# Records for this task:
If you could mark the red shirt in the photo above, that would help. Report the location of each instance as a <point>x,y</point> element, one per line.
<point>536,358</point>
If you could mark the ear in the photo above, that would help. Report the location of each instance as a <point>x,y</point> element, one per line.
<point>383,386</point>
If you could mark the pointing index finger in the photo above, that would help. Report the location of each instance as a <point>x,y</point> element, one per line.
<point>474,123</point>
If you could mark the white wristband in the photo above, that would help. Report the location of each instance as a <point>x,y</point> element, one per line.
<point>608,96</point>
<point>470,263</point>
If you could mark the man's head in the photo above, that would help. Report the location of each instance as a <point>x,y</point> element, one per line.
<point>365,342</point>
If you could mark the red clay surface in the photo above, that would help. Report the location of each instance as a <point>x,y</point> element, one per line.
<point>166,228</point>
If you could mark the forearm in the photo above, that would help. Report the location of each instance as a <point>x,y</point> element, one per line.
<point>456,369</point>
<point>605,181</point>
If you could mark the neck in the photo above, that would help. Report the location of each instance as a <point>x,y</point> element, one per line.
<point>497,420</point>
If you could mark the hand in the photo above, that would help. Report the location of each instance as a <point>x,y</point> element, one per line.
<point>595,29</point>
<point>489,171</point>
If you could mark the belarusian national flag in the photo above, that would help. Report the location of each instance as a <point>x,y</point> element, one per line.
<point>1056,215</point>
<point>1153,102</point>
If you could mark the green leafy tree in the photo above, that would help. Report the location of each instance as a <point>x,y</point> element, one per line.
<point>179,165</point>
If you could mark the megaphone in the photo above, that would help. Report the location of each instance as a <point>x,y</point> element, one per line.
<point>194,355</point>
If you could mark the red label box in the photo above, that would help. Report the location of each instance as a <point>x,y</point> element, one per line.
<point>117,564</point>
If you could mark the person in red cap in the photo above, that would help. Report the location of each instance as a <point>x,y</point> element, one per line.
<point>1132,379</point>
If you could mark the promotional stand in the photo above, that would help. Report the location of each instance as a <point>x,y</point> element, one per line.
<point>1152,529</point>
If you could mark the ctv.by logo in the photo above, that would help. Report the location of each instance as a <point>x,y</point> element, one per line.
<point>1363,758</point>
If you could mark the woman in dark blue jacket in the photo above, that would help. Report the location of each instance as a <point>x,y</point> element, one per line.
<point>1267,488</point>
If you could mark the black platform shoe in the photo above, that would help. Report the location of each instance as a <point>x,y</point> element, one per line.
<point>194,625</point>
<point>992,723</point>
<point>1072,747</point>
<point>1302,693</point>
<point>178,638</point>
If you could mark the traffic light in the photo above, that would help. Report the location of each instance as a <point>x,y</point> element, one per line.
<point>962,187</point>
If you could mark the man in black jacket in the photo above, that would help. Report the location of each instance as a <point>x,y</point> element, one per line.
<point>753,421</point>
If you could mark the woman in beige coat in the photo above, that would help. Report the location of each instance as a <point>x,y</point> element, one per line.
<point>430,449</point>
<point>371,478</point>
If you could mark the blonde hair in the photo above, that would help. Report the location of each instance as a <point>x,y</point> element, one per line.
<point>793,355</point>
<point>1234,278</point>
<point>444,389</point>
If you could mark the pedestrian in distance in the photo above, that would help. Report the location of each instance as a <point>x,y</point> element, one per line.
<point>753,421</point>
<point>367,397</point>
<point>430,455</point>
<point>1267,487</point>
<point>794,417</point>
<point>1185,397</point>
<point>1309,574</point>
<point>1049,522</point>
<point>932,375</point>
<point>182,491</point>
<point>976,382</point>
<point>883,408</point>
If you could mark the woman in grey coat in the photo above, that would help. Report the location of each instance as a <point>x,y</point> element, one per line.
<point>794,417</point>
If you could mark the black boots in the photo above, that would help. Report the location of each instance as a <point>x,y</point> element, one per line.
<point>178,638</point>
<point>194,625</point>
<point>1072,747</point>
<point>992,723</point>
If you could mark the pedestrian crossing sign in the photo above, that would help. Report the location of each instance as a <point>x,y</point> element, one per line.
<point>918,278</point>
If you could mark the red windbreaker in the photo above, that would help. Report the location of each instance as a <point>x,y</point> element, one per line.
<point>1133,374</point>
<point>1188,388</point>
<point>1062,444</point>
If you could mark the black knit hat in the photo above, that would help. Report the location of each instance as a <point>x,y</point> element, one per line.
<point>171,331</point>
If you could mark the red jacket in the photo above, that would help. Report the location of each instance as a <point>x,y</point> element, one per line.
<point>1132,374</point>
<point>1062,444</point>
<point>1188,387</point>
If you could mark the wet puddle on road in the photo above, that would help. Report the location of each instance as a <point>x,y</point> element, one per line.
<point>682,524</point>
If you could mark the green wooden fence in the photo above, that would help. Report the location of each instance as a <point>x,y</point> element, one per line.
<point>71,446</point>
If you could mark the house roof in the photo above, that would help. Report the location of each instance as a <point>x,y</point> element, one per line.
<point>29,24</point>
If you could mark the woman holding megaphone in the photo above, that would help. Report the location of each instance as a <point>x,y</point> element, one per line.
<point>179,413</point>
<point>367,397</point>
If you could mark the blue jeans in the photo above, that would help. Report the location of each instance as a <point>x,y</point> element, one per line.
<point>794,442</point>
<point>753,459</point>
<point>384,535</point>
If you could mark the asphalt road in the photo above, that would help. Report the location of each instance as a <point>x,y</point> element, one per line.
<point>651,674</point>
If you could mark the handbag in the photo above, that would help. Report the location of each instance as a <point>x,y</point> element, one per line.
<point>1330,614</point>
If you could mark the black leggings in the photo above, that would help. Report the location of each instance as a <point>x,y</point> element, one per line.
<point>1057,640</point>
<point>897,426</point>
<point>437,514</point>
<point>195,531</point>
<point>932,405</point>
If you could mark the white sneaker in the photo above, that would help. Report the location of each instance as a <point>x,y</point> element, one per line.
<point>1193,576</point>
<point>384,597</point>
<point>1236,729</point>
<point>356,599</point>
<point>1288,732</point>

# About this task:
Extract each entry in full, exactly as given.

# Response to this task:
If you could mark the red shirt in the photo above, that would help. Report the location of each instance as a <point>x,y</point> element, one per line.
<point>536,358</point>
If you could mark the ear in the photo above, that would help. Report the location of each instance as a <point>x,y</point> element, one per line.
<point>383,386</point>
If you could mark the pointing index finger in the photo above, that would help. Report the location of each instance as a <point>x,y</point> element, one per line.
<point>474,123</point>
If you could mark the white wristband in the photo above, that would help. Report the location of each instance as a <point>x,y</point> element, one per line.
<point>608,96</point>
<point>470,263</point>
If you could mark the man's head in the photo above, that would help. Report the location of each instance as a <point>x,y</point> element, one per line.
<point>365,342</point>
If you could mark the red clay surface in the photo above, that would help. Report the location of each instance as a <point>x,y</point> element, one per line.
<point>166,228</point>
If you could mark the forearm in the photo above, that would help. Report the location of each instance as a <point>x,y</point> element, one per line.
<point>456,369</point>
<point>605,181</point>
If you could mark the neck in the photo above, that would help. Report the location of each instance as a <point>x,y</point> element, one per line.
<point>497,420</point>
If you could mark the hand in the photo above, that would help. Report the location of each instance as a <point>x,y</point> element, one per line.
<point>595,29</point>
<point>489,171</point>
If you could mark the belarusian national flag in the photo above, that would help. Report the location of each instance as a <point>x,y</point> element, one per line.
<point>1056,215</point>
<point>1153,102</point>
If you could mark the green leafy tree in the photo above, that would help. Report the location of each instance as a <point>x,y</point> element, one per line.
<point>179,165</point>
If you could mark the megaphone in the photo above, that would help. Report the location of each instance as a <point>x,y</point> element, one per line.
<point>194,355</point>
If you could mark the red label box in the photo above, that would help. Report the location of each instance as a <point>x,y</point> element, one per line.
<point>117,564</point>
If you could mark the person in red cap in the photo above, that would help. Report the location of each instance as a <point>x,y</point> element, one per line.
<point>1132,379</point>
If you could mark the promotional stand in the photo above, that would help. Report the location of each instance as a <point>x,y</point> element, one per line.
<point>1152,529</point>
If you could mark the ctv.by logo in the photo above, that would help. Report the location of each instance as a <point>x,y</point> element, one per line.
<point>1363,758</point>
If you could mark the woman in dark blue jacket in the photo above, that would help. Report the location of each instance as a <point>x,y</point> element, one per line.
<point>1267,488</point>
If you could mark the black platform shoe in the photo above, that would help. Report the location of each instance as a <point>x,y</point> element, one per line.
<point>194,625</point>
<point>992,723</point>
<point>1072,747</point>
<point>1302,693</point>
<point>178,638</point>
If you could mark the traffic light in the photo above, that would help. Report the location of each instance as a <point>x,y</point> element, one per line.
<point>962,187</point>
If you could mark the man in black jacket in the photo above, that would help. Report the location of each instance as a <point>x,y</point> element, one per line.
<point>753,421</point>
If you could mark the woman in beige coat in the photo above, that would help. Report the location of each instance as a <point>x,y</point> element, one per line.
<point>430,449</point>
<point>371,478</point>
If you could mark the blonde hair in the photo above, that would help. Report the location of each instance as a <point>x,y</point> element, one per line.
<point>793,355</point>
<point>1234,278</point>
<point>444,389</point>
If you could mark the pedestrian in distance in the photo above, that would help. Report the location of each instance as a <point>x,y</point> element, one per line.
<point>753,421</point>
<point>367,397</point>
<point>430,455</point>
<point>1267,487</point>
<point>794,417</point>
<point>1185,397</point>
<point>1309,574</point>
<point>1049,522</point>
<point>932,375</point>
<point>182,491</point>
<point>976,382</point>
<point>883,408</point>
If you could mark the woman in grey coat in the photo above, that would help. Report the location of each instance as a <point>x,y</point> element, one per line.
<point>794,417</point>
If you could mark the black boots in the photo above, that would help. Report the location of each instance as a <point>x,y</point> element, one per line.
<point>178,638</point>
<point>194,625</point>
<point>1072,747</point>
<point>992,723</point>
If you could mark the pedestrian crossing sign in the photo above, that would help. Report the location of each instance as a <point>x,y</point> element, one per line.
<point>918,278</point>
If you could mark the red windbreaker in the photo above, that would help. Report the location of each instance as a <point>x,y</point> element, one per line.
<point>1133,374</point>
<point>1188,388</point>
<point>1062,444</point>
If you could mark the black knit hat in the photo above, that would help. Report the location of each instance as a <point>x,y</point> element, one per line.
<point>171,331</point>
If you could mark the red jacket in the photo above, that would help. Report the location of each instance as a <point>x,y</point> element, one per line.
<point>1132,374</point>
<point>1062,444</point>
<point>1188,387</point>
If you could mark the wet puddle on road in the photo above, that would help. Report the location of each instance as a <point>x,y</point> element, one per line.
<point>682,524</point>
If you could mark the green wooden fence in the photo above, that would help. Report the location of each instance as a <point>x,y</point> element, one per line.
<point>71,446</point>
If you could mark the house roof in the photo above, that would help. Report the location of each instance as a <point>x,y</point> element, one per line.
<point>29,24</point>
If you could mark the woman holding megaphone in the photo above, that would help. Report the location of each instance as a <point>x,y</point> element, one per line.
<point>179,413</point>
<point>367,397</point>
If you could mark the blue jeans in the photo above, that would help. Report the location of each instance as a <point>x,y</point> element, one per line.
<point>794,442</point>
<point>753,459</point>
<point>384,535</point>
If you could mark the asphalt road in the photo above, that would help. Report the location of each instance as a <point>x,y</point> element, one per line.
<point>651,674</point>
If you could mark the handbag in the photo above, that would help. Report the location of each instance as a <point>x,y</point> element, one per line.
<point>1330,614</point>
If you could mark the black leggings in the photo above, that would help. Report the location of each instance as a <point>x,y</point> element, one per line.
<point>1057,640</point>
<point>897,426</point>
<point>437,514</point>
<point>195,531</point>
<point>932,405</point>
If you could mark the white sneaker in the photo above, that would help. Report the location of each instance as a <point>x,y</point> element, one per line.
<point>1193,576</point>
<point>384,597</point>
<point>1236,729</point>
<point>356,599</point>
<point>1288,732</point>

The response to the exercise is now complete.